* _Objective_
Rewrite the part of the items that opens with the line containing "group of people?" and closes with the line containing "[197,0,449,112]", putting "image" in place of "capture" and keeping everything else the same.

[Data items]
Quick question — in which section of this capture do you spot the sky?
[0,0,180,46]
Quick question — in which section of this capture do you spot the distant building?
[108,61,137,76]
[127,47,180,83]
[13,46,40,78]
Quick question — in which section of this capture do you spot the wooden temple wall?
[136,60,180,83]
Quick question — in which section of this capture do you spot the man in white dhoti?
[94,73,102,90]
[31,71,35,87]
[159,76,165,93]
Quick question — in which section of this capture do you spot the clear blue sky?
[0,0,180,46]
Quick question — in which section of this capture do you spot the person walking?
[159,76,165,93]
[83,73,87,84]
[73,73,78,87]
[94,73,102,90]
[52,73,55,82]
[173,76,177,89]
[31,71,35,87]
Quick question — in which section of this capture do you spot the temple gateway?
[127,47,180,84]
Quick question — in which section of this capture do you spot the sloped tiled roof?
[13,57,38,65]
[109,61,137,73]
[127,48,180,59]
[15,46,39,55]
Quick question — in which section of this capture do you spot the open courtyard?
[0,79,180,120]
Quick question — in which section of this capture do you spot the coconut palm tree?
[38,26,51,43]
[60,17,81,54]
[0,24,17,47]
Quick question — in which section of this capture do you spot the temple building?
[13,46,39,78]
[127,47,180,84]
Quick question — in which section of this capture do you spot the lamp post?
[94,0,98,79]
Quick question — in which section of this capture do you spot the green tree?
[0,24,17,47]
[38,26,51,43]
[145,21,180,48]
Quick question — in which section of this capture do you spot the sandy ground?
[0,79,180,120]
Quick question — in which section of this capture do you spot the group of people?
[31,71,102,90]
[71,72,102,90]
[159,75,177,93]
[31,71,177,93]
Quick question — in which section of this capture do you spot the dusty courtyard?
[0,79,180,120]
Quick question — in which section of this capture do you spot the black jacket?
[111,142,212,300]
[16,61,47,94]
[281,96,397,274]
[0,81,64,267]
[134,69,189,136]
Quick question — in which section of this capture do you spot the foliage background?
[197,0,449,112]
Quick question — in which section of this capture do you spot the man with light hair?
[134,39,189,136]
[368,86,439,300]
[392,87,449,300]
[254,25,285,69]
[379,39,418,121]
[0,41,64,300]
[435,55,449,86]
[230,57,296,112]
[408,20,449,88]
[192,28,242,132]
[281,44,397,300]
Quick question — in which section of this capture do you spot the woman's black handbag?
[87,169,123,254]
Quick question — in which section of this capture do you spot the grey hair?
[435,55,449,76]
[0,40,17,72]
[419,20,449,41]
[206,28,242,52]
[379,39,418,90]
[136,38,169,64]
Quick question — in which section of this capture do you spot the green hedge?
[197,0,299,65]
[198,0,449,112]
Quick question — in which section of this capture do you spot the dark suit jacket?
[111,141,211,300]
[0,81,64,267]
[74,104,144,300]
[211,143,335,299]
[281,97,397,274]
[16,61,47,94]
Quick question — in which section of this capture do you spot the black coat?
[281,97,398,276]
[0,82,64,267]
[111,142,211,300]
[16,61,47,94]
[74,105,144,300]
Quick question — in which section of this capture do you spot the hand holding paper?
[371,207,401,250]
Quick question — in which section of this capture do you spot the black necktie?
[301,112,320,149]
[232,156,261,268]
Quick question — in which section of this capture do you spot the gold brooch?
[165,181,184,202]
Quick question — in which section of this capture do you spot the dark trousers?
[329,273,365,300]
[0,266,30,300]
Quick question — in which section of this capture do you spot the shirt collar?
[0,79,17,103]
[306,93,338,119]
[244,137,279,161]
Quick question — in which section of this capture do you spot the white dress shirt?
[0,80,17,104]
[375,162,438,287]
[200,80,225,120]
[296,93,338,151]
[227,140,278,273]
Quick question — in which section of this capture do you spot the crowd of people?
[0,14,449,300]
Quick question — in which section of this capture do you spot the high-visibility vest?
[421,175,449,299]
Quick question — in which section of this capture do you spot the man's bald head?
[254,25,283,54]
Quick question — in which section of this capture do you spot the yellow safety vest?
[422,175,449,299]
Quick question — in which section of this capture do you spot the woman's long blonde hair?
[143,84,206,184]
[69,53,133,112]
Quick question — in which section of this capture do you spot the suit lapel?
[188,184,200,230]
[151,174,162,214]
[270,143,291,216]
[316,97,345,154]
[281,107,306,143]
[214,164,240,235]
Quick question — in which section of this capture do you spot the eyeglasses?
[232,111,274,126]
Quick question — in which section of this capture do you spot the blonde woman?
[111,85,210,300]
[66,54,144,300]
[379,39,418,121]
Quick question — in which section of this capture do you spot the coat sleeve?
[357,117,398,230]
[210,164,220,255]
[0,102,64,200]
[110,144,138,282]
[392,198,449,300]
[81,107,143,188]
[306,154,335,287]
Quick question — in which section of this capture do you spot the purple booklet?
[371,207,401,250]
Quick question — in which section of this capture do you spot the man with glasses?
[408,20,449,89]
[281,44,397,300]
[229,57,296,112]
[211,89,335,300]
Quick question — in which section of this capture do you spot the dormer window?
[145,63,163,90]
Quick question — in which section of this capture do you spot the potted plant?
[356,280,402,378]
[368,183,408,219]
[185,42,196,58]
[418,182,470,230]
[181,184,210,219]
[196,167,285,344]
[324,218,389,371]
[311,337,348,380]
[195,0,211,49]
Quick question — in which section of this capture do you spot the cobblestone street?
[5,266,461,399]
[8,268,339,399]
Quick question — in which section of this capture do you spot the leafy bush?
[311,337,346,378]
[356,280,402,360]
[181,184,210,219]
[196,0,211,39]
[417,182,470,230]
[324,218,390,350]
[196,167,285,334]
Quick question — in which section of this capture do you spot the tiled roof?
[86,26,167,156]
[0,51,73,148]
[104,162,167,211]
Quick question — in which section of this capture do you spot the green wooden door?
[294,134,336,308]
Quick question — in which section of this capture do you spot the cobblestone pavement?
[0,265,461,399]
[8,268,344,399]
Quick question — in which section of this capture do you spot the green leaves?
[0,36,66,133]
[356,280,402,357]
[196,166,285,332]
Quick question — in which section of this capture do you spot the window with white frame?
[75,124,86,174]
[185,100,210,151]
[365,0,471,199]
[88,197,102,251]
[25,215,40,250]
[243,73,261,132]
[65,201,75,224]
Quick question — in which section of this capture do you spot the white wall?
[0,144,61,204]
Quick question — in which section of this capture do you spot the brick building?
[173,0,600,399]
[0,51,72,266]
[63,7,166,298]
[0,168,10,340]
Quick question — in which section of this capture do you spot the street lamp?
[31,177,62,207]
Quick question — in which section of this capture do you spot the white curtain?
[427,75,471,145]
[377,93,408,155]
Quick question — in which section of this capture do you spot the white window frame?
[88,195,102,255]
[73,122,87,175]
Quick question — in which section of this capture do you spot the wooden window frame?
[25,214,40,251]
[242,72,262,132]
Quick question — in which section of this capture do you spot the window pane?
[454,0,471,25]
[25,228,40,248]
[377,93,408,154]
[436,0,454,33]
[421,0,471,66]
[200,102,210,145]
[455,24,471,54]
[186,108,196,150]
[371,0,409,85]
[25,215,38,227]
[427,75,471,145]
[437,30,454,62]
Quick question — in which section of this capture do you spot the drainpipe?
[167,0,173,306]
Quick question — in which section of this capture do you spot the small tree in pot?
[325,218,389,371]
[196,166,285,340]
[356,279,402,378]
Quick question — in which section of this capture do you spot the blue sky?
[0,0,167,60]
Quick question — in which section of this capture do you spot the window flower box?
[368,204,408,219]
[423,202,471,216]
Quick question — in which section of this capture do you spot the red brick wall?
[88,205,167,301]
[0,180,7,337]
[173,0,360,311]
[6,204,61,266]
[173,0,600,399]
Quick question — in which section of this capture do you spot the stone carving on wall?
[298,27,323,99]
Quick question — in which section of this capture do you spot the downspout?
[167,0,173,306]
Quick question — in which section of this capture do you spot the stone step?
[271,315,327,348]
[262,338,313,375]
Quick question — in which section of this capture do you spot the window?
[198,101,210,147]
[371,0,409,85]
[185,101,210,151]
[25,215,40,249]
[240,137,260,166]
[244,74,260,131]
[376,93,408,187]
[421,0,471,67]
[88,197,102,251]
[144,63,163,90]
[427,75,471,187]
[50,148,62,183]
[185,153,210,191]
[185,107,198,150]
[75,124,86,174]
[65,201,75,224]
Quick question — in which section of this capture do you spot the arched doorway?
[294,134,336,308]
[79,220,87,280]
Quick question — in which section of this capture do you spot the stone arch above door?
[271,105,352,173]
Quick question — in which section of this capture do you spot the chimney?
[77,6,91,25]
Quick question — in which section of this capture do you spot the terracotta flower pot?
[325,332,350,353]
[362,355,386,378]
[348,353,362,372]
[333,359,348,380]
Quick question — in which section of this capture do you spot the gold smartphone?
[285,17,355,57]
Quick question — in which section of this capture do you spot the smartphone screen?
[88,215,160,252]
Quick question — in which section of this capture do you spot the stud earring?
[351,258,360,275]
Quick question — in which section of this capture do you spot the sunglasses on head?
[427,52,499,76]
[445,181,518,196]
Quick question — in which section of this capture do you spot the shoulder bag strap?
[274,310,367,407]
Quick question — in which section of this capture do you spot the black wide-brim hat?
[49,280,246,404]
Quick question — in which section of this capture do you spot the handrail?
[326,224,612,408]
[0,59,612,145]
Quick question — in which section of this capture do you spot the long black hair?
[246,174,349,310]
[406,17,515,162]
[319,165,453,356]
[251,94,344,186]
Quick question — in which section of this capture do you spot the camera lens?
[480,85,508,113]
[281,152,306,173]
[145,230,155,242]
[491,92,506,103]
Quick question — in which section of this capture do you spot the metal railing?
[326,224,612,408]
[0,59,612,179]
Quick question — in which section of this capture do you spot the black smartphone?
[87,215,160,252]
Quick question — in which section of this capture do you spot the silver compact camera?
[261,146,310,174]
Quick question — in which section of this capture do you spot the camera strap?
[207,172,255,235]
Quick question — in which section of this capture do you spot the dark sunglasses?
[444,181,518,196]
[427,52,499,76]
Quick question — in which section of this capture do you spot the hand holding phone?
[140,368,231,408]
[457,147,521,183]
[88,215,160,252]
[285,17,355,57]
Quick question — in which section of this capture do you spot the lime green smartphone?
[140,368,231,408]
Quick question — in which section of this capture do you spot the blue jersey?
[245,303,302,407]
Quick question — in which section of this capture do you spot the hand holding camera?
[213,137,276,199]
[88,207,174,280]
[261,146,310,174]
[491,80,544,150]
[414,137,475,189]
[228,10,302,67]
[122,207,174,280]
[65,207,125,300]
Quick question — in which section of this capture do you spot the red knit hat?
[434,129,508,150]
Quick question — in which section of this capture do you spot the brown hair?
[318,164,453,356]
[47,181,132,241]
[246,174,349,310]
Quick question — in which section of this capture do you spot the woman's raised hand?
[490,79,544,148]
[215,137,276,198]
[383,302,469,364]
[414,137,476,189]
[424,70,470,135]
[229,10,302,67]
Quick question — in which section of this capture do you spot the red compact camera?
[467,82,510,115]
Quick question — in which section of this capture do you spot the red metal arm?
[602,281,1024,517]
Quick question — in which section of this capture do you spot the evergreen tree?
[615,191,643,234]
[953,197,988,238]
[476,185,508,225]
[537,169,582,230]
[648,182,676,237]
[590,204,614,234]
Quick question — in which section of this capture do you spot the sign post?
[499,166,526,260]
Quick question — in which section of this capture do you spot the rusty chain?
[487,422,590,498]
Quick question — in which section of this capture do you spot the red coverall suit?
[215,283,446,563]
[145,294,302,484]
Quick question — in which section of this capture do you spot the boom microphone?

* _Full answer_
Quick question — in which section of this image do you spot the group of people?
[31,71,102,90]
[71,72,102,90]
[159,75,177,93]
[31,71,177,93]
Quick question — in which section of this image do you spot the dusty courtyard?
[0,79,180,120]
Quick question — in which section of this image do you spot the black jacket?
[111,142,212,300]
[16,61,47,94]
[281,96,397,274]
[0,81,64,267]
[134,69,189,136]
Quick question — in which section of this image do you spot the foliage background?
[197,0,449,112]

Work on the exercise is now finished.